Bild: Olympiabobbahn von Sarajewo 1984, mittlerweile eine Ruine
Die Rodelbahn in Cesena Pariol war 1.435 Meter lang und kostete im Bau
über 77 Millionen Euro. Auf der Bahn wurde der Italiener Armin Zöggeler
Olympiasieger. Das war 2006. Sechs Jahre später gab es die Bahn nicht mehr.
Sie wurde aus Kostengründen geschlossen, dann geschliffen.
Der [1][Olympiapark] in Rio de Janeiro war schon im Jahr 2016 kein
Schmuckstück. Die bestenfalls zweckmäßig bebaute Betonplatte im Stadtteil
Barra da Tijuca wurde vier Jahre nach den Olympischen Sommerspielen
stillgelegt. Ein brasilianisches Gericht schloss den sündhaft teuren und
beispiellos hässlichen Olympiapark wegen fehlender Sicherheitsunterlagen.
Und wer sich heute etwa die Wildwasseranlage der Olympischen Spiele von
Athen ansehen will, schaut in eine mit Gras überwucherte Ruine. Die
Aufzählung von olympischen [2][Lost Places], von vergessenen und
verfallenen Sportstätten mit lächerlich kurzer Nutzungsdauer ließe sich
endlos fortsetzen. Beliebt bei Freunden abgefuckter Bauten sind auch die
Stahlbetonreste der Olympischen Winterspiele von Sarajewo.
Fakt ist: Wo die Spiele mit viel Pomp und Protz in Szene gesetzt wurden, da
herrscht bald auch Ödnis, Verfall und Niedergang. Nicht immer, aber doch
sehr oft. Die Spiele hinterlassen Artefakte, die für zwei, drei Wochen als
Kulisse im olympischen Theater taugen. Haben sie ihren Zweck erfüllt und
ist das Geld der Steuerzahler ausgegeben für ein flüchtiges Prestige, dann
beginnt der Zahn der Zeit unerbittlich an Arenen oder Plätzen zu nagen.
Es wirkt angesichts dieser Bilder leicht lächerlich, wenn das
Internationale Olympische Komitee (IOC), das die Gastgeber immer wieder zu
diesen Hauruckinvestitionen „nötigt“, im Betroffenheitstourette von
Nachhaltigkeit und CO2-Neutralitätspricht. Vor Kurzem hat sich das IOC
von der Beratungsgesellschaft KPMG nun einen Bericht zusammenstellen
lassen, der obigen Befund in den Bereich der Fabel oder wenigstens in den
der anekdotischen Evidenz verweist. „Über 125 Jahre olympische
Sportstätten: ihre Nachnutzung“ ist das Papier überschrieben, und es geht
natürlich darum, wie das IOC eine noch „bessere Welt durch Sport“ bauen
kann.

**DATENABSCHNITT:**

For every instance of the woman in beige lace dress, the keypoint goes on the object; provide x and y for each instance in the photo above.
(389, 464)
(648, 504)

**AUFGABENSTELLUNG:** Gib aus dem Text über verfallene Olympiastätten die Stelle von „Bild: Olympiabobbahn von“ bis „Bahn nicht mehr.“ wortgetreu wieder.

**VOLLSTÄNDIGE ANTWORT:**
Bild: Olympiabobbahn von Sarajewo 1984, mittlerweile eine Ruine
Die Rodelbahn in Cesena Pariol war 1.435 Meter lang und kostete im Bau
über 77 Millionen Euro. Auf der Bahn wurde der Italiener Armin Zöggeler
Olympiasieger. Das war 2006. Sechs Jahre später gab es die Bahn nicht mehr.